Aim of the task: Reproduce the rows below word for word, leaving every line unchanged.

(Annotation data for object locations)
· · ·
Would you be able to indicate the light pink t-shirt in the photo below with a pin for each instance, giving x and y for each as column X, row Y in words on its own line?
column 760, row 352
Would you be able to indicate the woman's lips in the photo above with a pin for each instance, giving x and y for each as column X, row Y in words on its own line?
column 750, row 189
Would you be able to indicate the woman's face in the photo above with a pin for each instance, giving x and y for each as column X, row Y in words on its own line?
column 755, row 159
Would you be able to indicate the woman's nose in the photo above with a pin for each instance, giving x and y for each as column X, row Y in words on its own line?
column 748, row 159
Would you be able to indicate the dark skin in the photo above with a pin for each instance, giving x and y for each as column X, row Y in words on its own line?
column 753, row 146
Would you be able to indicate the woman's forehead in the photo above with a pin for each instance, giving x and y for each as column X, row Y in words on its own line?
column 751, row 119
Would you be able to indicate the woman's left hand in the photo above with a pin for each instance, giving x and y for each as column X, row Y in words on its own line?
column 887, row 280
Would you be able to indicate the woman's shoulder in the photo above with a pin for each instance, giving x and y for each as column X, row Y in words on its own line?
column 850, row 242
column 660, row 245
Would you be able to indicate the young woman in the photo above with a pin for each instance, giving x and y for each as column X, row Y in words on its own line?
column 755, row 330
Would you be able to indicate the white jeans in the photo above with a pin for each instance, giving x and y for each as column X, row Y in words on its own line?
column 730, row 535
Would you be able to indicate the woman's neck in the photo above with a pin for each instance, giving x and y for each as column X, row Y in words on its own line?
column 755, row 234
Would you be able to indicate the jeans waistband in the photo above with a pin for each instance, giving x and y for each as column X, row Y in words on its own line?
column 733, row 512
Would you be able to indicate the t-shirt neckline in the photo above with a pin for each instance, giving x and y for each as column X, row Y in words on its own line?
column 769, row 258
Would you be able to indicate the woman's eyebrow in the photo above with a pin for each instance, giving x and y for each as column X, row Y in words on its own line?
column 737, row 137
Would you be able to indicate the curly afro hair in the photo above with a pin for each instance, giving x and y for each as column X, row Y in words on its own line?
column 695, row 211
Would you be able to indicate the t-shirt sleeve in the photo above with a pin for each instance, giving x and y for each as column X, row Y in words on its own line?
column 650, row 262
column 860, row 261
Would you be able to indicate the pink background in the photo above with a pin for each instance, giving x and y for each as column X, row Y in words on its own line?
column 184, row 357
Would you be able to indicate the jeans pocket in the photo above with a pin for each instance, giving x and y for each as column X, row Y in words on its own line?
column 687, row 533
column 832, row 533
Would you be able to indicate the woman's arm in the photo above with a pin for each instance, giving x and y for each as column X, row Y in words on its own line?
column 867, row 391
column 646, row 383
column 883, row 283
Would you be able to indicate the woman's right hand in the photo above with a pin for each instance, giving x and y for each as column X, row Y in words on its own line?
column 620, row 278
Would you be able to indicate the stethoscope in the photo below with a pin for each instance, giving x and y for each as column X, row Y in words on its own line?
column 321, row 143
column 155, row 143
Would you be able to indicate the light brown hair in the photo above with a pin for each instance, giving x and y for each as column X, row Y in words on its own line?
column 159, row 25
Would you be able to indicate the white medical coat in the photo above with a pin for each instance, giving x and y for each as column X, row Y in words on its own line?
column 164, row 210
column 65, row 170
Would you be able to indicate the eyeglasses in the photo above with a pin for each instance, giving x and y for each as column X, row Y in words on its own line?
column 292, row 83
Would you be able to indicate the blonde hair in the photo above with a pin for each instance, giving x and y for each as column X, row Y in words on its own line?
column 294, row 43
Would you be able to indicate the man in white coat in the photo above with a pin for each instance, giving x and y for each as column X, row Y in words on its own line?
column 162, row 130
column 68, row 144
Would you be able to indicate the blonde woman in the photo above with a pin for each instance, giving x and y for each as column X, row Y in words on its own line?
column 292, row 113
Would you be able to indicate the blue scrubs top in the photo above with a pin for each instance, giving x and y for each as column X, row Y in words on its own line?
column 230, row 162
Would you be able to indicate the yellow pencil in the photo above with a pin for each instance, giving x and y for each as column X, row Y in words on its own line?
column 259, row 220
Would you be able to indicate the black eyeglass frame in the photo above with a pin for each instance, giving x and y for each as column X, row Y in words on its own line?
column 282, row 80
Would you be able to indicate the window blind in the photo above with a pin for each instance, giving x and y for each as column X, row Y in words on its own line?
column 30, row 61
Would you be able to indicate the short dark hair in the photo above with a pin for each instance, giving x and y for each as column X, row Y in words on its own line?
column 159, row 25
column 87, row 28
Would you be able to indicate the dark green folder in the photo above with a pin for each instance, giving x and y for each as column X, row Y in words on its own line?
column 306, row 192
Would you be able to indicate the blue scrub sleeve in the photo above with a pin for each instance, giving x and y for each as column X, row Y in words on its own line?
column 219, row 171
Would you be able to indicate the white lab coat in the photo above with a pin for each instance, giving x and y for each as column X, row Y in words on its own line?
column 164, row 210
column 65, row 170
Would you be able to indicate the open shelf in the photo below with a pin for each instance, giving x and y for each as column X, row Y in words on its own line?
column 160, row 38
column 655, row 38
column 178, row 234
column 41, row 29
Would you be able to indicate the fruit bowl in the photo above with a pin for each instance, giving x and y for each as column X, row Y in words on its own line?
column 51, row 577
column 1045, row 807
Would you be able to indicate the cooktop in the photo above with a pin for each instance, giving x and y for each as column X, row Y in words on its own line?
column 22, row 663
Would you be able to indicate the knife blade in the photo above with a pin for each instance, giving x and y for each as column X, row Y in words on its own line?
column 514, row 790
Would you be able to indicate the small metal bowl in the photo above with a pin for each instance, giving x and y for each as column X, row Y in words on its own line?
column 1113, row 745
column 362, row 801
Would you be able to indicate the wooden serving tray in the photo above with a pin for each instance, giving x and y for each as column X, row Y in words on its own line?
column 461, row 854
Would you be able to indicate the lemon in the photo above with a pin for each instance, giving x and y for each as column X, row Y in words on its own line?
· · ·
Right answer:
Would you be able to indicate the light pink t-shirt in the photo below with a pin for each instance, giving x and y for each as column X, row Y in words on its own line?
column 760, row 352
Would you be able to indicate the woman's lips in the photo above with a pin for each instance, giving x and y for each as column X, row Y in words on its own line?
column 750, row 189
Would you be able to indicate the woman's face in the photo above with a pin for each instance, giving x and y for each as column X, row Y in words on its own line?
column 755, row 159
Would you be able to indicate the woman's nose in the photo above with a pin for each instance, giving x and y for each as column X, row Y in words on its own line?
column 748, row 159
Would you be able to indicate the dark skin in the photo above with a pin for each instance, giving x and y for each as column X, row Y in words on its own line?
column 753, row 146
Would you be able to indicate the woman's forehead in the photo above with a pin for each instance, giving x and y for each as column X, row Y in words on its own line?
column 751, row 119
Would you be able to indicate the woman's left hand in the photo above with a pin for each instance, giving x and y for each as column X, row Y in words on its own line?
column 887, row 280
Would you be able to indicate the woman's shoulder in the photo above with a pin for each instance, giving x and y for each as column X, row Y in words on its own line?
column 850, row 242
column 660, row 245
Would you be able to indicate the young woman in the photo above with a pin for each instance, giving x and y for each as column X, row Y in words on its own line?
column 755, row 330
Would you be able to indicate the white jeans in the photo above with a pin for each instance, giving x and y for each as column X, row Y in words on its own line?
column 730, row 535
Would you be able to indicate the woman's neck in the photo above with a pin for each instance, giving x and y for each as column X, row Y in words on its own line?
column 755, row 234
Would you be able to indicate the jeans waistband in the photo above with a pin for each instance, giving x and y for each as column X, row Y in words on its own line?
column 733, row 512
Would you be able to indicate the t-shirt neckline in the photo above with a pin for each instance, giving x and y for each as column X, row Y in words on its own line?
column 769, row 258
Would you be able to indicate the woman's eyebrow in the photo above with a pin for each instance, giving x and y for each as column X, row Y in words on its own line?
column 737, row 137
Would you be able to indicate the curly afro hair in the photo above with a pin for each instance, giving x and y for each as column X, row Y in words on its own line?
column 695, row 211
Would you be able to indicate the t-shirt sleeve in the photo above with a pin for each instance, giving x and y for each as column X, row Y in words on its own line?
column 650, row 262
column 860, row 261
Would you be able to indicate the pink background in the photo above with a pin for each instance, giving x and y for each as column X, row Y in words on its own line?
column 184, row 357
Would you be able to indicate the jeans pocket in the photo above with a pin for each instance, giving x and y for each as column X, row Y in words on its own line?
column 687, row 533
column 832, row 533
Would you be able to indicate the woman's arm in the photo above with a pin for each instance, giving x and y for each as column X, row Y in words on its own line?
column 867, row 391
column 646, row 383
column 883, row 283
Would you be able to indicate the woman's right hand in the photo above with a pin for each instance, giving x and y for each as column X, row Y in words on its own line?
column 620, row 278
Would you be able to indicate the stethoscope in the photo below with a pin for each instance, giving x and y for each as column X, row Y in words on its own line?
column 321, row 143
column 155, row 143
Would you be able to indicate the light brown hair in the photo above with a pin for each instance, giving x and y for each as column X, row Y in words on its own line?
column 159, row 25
Would you be able to indicate the white medical coat in the photo above with a pin for each instance, giving x and y for each as column X, row Y in words on its own line?
column 164, row 210
column 65, row 170
Would you be able to indicate the eyeglasses in the photo above with a pin for each instance, giving x and y for each as column X, row Y in words on its own line?
column 292, row 83
Would you be able to indicate the blonde hair in the photo above with a pin for each instance, giving x and y for each as column X, row Y in words on its own line?
column 294, row 43
Would you be able to indicate the man in white coat in the photo above with a pin for each instance, giving x and y for each as column X, row Y in words on its own line?
column 162, row 130
column 68, row 144
Would you be able to indicate the blonde woman in the photo above with a pin for each instance, giving x and y for each as column X, row Y in words on its own line?
column 292, row 113
Would you be able to indicate the blue scrubs top in the photo above with a pin for each instance, giving x and y for each as column X, row Y in words on its own line?
column 230, row 162
Would you be able to indicate the yellow pencil in the photo above with a pin for each instance, giving x and y for each as column X, row Y in words on its own line?
column 259, row 220
Would you be able to indicate the black eyeglass frame in the photo above with a pin for each instance, giving x and y for each as column X, row Y in words on its own line?
column 282, row 80
Would you be able to indicate the window blind in the photo above with a pin for each instance, giving x and y for each as column X, row Y in words on its own line?
column 30, row 61
Would you be able to indicate the short dark hair in the photo above with a pin for each instance, giving x and y for each as column X, row Y in words on its own line?
column 159, row 25
column 87, row 28
Would you be able to indicate the dark green folder in the photo above with a pin for each instance, giving x and y for each as column X, row Y in words on its own line?
column 306, row 192
Would you be able to indicate the blue scrub sleeve in the photo above with a pin for each instance, giving x and y for each as column X, row Y in words on its own line?
column 219, row 171
Would you be able to indicate the white lab coat in the photo above with a pin for each instance, giving x and y for each as column X, row Y in words on its own line?
column 164, row 210
column 65, row 170
Would you be able to indicate the open shelf in the photo below with a pin for each instance, giving x and y for each as column X, row Y in words on its own line?
column 160, row 38
column 655, row 38
column 178, row 234
column 41, row 29
Would you be able to indicate the fruit bowl in the photo above with a pin for each instance, giving x and y for each as column X, row Y in words on its own line?
column 51, row 577
column 1045, row 807
Would you be able to indicate the cooktop in the photo above with a pin for each instance, giving x and y for each as column X, row Y in words on its own line?
column 22, row 663
Would you be able to indicate the knife blade in the photo above with a pin for each instance, giving x and y for each as column X, row Y in words on its own line?
column 514, row 790
Would you be able to indicate the small metal bowl in the photo above with a pin for each instance, giving x and y for each as column X, row Y in words on its own line?
column 1113, row 745
column 362, row 801
Would you be able to indicate the wooden serving tray in the photo above with a pin for each instance, giving x and y for each as column X, row Y in words on its own line?
column 461, row 854
Would you be able to indicate the lemon in the photo above with a pin for each instance, giving x and y for each as column X, row Y in words on its own line?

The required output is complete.